TASK 1
In the comment thread, whose sentence does the first comment compare the sentence Swartz could see to?

[Begin DOCUMENT SEGMENT]

Bottom line, our judicial system in this country doesn’t seem to serve much of a civil purpose anymore. It’s not a tool for keeping people safe or a correctional mechanism for reforming desperate men. It’s just another political tool for special interests to intimidate lesser mortals. That a guy like Swartz could see a sentence 50% longer than Enron’s Jeff Skilling is really something to behold. Our system of justice is messed up.
Todd
@Machine-Gun Preacher (formerly Ben Franklin):
Clearly, the world needs more h4X0rZ (or however those doofuses spell it).
emma
Forget it Tom. Scorpions must be true to their own nature.
kindness
Regardless, 50 years for downloading data when the frauds that brought down the world in 2009 haven’t even had their wrists slapped leaves one to feel some shit out there ain’t right.
How do we make it right?
different-church-lady
@emma<Thanks for saving me some time: I'd been mulling over how to express pretty much the same idea. The best I could come up with was, "You're asking a bunch of people whose entire internet lives revolve around jumping to conclusions, being outraged, and screaming at each other to not jump to conclusions, be outraged, or scream at each other." Your version is a lot better.
Zifnab25
@Todd: If its between more 20-somethings building wildly popular free-to-use software tools and websites, and inmates collecting dust in another round of multi-million dollar super max prisons, I’ll take the 1337 H4X0Rz, every time.
Ted & Hellen
The people condemning Swartz would have done the same to the early colonial rabble rousers who stirred up shit against the oppressive British regime.
Todd
@Zifnab25:
Just because it is typically done by white guys whose parents are happy not to think about, tucked away in basements in the throes of antisocial Aspie bliss does not mean that they don’t do more structural financial damage than the poor stoned schmuck who wanders into the bank with a pellet gun in his pocket and decides to ask for the money in the drawer.
burnspbesq
@Machine-Gun Preacher (formerly Ben Franklin):
Waste of time and money. Won’t succeed. Will get dismissed for failure to state a claim on which relief can be granted.
Lee Rudolph
There’s a two-asterisked footnote at the bottom:
but when I search for what refers to it, all I find is “f**ing”.
By the way, you clearly haven’t assimilated sufficiently to MIT if you can still write “Department” for “Course”.

[End DOCUMENT SEGMENT]
[Begin DATA SUPPLIED]

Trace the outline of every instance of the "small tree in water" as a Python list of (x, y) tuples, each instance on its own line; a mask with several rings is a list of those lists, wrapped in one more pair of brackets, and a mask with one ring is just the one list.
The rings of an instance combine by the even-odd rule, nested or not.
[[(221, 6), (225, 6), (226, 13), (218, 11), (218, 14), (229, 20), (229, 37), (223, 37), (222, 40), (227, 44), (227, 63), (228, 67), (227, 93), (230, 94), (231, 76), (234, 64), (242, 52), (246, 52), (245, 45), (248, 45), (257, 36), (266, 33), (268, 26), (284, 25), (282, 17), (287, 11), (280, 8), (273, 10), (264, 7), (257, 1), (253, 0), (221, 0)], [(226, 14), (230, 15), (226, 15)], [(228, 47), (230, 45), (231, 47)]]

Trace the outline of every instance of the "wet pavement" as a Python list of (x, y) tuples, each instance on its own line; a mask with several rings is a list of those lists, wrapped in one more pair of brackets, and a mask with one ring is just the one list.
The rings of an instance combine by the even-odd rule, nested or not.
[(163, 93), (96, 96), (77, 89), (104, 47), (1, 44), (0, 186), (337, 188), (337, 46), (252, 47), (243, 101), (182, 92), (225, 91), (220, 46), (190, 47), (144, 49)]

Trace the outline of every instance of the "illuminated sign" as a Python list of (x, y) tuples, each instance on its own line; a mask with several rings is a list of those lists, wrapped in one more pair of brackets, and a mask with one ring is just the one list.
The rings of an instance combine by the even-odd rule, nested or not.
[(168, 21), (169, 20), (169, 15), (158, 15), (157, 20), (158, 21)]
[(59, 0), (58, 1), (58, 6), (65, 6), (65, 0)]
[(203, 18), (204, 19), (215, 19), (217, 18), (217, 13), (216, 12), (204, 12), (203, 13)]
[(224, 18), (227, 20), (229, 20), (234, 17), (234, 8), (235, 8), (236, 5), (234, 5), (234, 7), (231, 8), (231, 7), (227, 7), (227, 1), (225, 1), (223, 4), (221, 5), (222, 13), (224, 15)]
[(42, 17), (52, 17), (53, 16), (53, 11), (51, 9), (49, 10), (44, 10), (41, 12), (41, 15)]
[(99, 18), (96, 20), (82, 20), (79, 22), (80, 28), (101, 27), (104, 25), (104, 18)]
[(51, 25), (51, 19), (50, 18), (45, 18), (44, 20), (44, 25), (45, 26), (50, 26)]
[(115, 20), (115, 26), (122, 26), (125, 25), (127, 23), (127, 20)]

[End DATA SUPPLIED]

TASK 2
Rewrite the segmentation entries, starting at the beginning of the entries and ending at the line that contains "47), (144, 49)]", with "outline" changed to "boundary" and everything else left the same.

FULL ANSWER 1
Enron's Jeff Skilling

FULL ANSWER 2
Trace the boundary of every instance of the "small tree in water" as a Python list of (x, y) tuples, each instance on its own line; a mask with several rings is a list of those lists, wrapped in one more pair of brackets, and a mask with one ring is just the one list.
The rings of an instance combine by the even-odd rule, nested or not.
[[(221, 6), (225, 6), (226, 13), (218, 11), (218, 14), (229, 20), (229, 37), (223, 37), (222, 40), (227, 44), (227, 63), (228, 67), (227, 93), (230, 94), (231, 76), (234, 64), (242, 52), (246, 52), (245, 45), (248, 45), (257, 36), (266, 33), (268, 26), (284, 25), (282, 17), (287, 11), (280, 8), (273, 10), (264, 7), (257, 1), (253, 0), (221, 0)], [(226, 14), (230, 15), (226, 15)], [(228, 47), (230, 45), (231, 47)]]

Trace the boundary of every instance of the "wet pavement" as a Python list of (x, y) tuples, each instance on its own line; a mask with several rings is a list of those lists, wrapped in one more pair of brackets, and a mask with one ring is just the one list.
The rings of an instance combine by the even-odd rule, nested or not.
[(163, 93), (96, 96), (77, 89), (104, 47), (1, 44), (0, 186), (337, 188), (337, 46), (252, 47), (243, 101), (182, 92), (225, 91), (220, 46), (190, 47), (144, 49)]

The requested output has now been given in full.